U.S. Manufacturing Is Heating Up. 12 Stocks That Could Benefit.
The U.S. is seeing a quiet rise in reshoring, or the return of manufacturing activity and jobs into America. That could be good news for at least 12 manufacturing stocks.
The Institute for Supply Management Purchasing Manager Index, or PMI, registered 60.7 for December on Tuesday. A level above 50 indicates the manufacturing sector is growing. Economists were projecting 56.8 ahead of the news—so above 60 qualifies as a big beat.
U.S. manufacturing activity is heating up as companies re-evaluate supply chain risk amid geopolitical concerns. Congress, for instance, passed a bill potentially delisting Chinese stocks that don’t meet U.S. audit standards in December.
Tariffs, which have roiled global supply chains for the past few years, are also influencing the manufacturing recovery—and reshoring. Tariffs change the math for sourcing low-cost parts from foreign locations. Manufacturing locally is more attractive in an environment with higher and varying tariff levies on imported goods.
Companies also have to contend with the Covid-19 crisis-—in what could be the biggest impact on global supply chains of all. In 2020, the pandemic shut down manufacturing in various parts of the world, creating parts shortages in others. Production was disrupted whether plants were locked down by local authorities or not.
The pandemic took its toll on all sectors, including manufacturing, in 2020: The PMI bottomed out at about 41.5 in April. Some of the index’s improvement can be attributed to the U.S. economy reopening over the past few months—but other factors are at work, too. And reshoring is part of the story, even if the clues are hard to spot.
“Look at fabricated metal products,” ISM PMI chair Tim Fiore tells Barron’s. “Fabricated metal products is the number one industry [in the PMI survey] and still doing well—that is [the] direct result of fabrication being reshored.”

◇ ◇ ◇ ◇ ◇ ◇ ◇

**WHAT TO WORK ON**
Copy the passage of the article on U.S. manufacturing word for word, starting with "The pandemic took" and going on through "hard to spot.".

◇ ◇ ◇ ◇ ◇ ◇ ◇

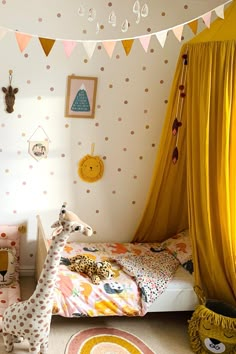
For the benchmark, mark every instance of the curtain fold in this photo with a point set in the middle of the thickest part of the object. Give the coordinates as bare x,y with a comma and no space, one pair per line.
167,208
199,191
211,165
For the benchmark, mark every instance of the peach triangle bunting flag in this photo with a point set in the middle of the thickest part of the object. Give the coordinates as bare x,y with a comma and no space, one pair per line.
161,36
46,44
22,40
220,11
178,32
193,25
3,32
207,19
89,48
145,42
69,46
127,44
109,46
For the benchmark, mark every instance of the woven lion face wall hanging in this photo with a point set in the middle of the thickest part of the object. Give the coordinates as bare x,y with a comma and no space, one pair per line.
90,168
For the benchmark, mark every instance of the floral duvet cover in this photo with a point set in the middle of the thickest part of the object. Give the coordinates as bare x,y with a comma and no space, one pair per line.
141,274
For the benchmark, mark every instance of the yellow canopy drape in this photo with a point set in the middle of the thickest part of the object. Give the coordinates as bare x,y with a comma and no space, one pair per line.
199,192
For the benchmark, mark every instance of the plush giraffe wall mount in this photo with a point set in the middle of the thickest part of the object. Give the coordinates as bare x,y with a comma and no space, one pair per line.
10,93
31,319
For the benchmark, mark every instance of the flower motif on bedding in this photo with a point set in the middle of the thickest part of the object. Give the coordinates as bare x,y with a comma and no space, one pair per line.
180,246
7,266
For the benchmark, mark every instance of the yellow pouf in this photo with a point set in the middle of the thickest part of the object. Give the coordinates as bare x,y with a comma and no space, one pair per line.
212,328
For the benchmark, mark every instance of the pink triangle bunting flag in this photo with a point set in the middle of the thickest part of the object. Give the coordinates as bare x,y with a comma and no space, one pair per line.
178,32
109,47
3,32
145,42
89,48
22,40
207,19
69,46
220,11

◇ ◇ ◇ ◇ ◇ ◇ ◇

**EXERCISE ANSWER**
The pandemic took its toll on all sectors, including manufacturing, in 2020: The PMI bottomed out at about 41.5 in April. Some of the index’s improvement can be attributed to the U.S. economy reopening over the past few months—but other factors are at work, too. And reshoring is part of the story, even if the clues are hard to spot.